> _Treść polecenia_
Proszę ustalić, czy stwierdzenia (a), (b) i (c) są zgodne z zamieszczonym niżej fragmentem rozmowy o choince. Przy każdym należy odpowiedzieć „tak” lub „nie” i przytoczyć dosłownie rozstrzygające słowa fragmentu: (a) Według jednej z wypowiedzi Mikołaj przynosi prezenty do butów. (b) Pomocnicy Mikołaja nazywają się elfy. (c) Według jednej z wypowiedzi ludzie nie umieją robić prezentów, ponieważ nie mają planów.

> _Fragment dokumentu_
/---

Dlaczego ubieramy choinkę?
– Żeby ładnie wyglądała podczas wigilijnej kolacji i w ogóle…
− Żeby dostać prezent.
− Żeby było wesoło.
 
Jakie ozdoby są na choince?
− Ciastka, bombki, różne światełka.
– Łańcuchy.
 
A co pod choinką można znaleźć w święta?
− Różne prezenty. Przynosi je Gwiazdor lub Mikołaj.
– Gwiazdor! Bo Mikołaj przynosi do butów.
 
Kto to jest Gwiazdor?
− To osoba, która daje różne prezenty lub gwiazdki. A Mikołaj nie daje gwiazdek, ale daje prezenty i słodycze. Chyba Gwiazdorem jest też Mikołaj.
− Ma białą brodę i jest ubrany na czerwono i ma czapkę.
− Ma czerwony nosek, bo mu zmarzł.
 
Skąd on bierze te prezenty?
− Jak Mikołaj nie znajdzie skarpety, to nie będzie miał listu i się nie dowie o prezentach.
− Robi je. Jego pomocnicy nazywają się anielscy. Ludzie nie robią sobie prezentów, bo nie umieją. Nie wiedzą, co chcą mieć i dlatego muszą robić listy.
 
A ludzie nie mogą zrobić prezentów?
− Ludzie nie umieją tego robić, bo nie mają planów. Potrzebne są takie plany jak np. na budowie.

\---

> _Udostępniony materiał_
/---

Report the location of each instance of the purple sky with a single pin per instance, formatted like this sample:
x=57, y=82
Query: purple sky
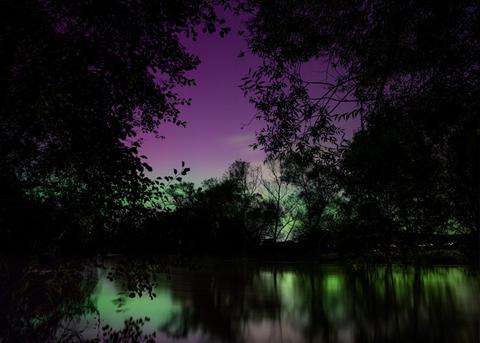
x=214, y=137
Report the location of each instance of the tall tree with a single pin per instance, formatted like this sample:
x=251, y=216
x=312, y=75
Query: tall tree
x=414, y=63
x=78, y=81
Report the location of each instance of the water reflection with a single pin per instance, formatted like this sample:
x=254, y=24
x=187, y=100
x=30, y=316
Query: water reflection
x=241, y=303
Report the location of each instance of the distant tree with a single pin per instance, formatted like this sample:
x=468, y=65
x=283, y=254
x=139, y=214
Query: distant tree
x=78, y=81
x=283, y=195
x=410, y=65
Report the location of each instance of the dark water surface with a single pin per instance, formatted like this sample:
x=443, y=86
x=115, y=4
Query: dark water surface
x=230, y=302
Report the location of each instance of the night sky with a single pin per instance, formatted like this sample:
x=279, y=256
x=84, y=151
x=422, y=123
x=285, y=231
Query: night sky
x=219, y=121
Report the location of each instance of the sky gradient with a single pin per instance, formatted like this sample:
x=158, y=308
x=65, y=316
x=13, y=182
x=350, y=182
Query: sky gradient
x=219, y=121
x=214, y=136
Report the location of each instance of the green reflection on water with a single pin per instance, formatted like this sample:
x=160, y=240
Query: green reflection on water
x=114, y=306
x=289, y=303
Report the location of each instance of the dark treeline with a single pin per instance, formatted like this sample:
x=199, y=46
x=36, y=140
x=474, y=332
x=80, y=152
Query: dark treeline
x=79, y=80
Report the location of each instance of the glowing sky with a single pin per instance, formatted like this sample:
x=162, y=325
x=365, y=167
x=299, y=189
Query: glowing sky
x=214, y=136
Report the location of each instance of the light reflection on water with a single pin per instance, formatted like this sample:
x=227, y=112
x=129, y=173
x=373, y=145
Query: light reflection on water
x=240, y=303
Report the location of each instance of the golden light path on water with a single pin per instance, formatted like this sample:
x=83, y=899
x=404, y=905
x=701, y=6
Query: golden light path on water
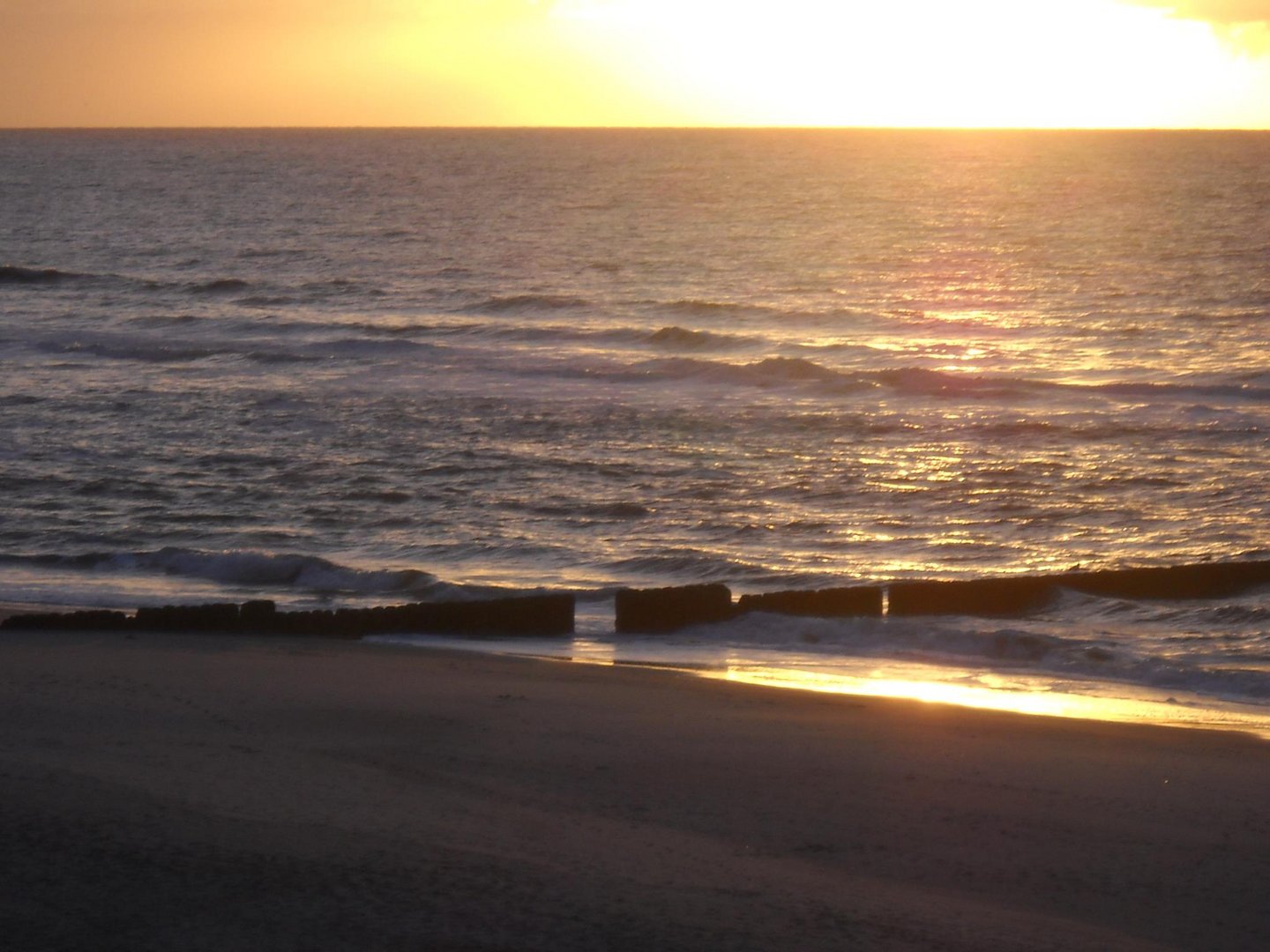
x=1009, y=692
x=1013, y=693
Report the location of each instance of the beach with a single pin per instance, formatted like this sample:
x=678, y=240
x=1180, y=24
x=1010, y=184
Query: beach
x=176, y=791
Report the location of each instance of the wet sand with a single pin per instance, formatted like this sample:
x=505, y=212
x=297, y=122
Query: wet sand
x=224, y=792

\---

> _Rozwiązanie zadania_
(a) Tak: „Bo Mikołaj przynosi do butów.”
(b) Nie: „Jego pomocnicy nazywają się anielscy.”
(c) Tak: „Ludzie nie umieją tego robić, bo nie mają planów.”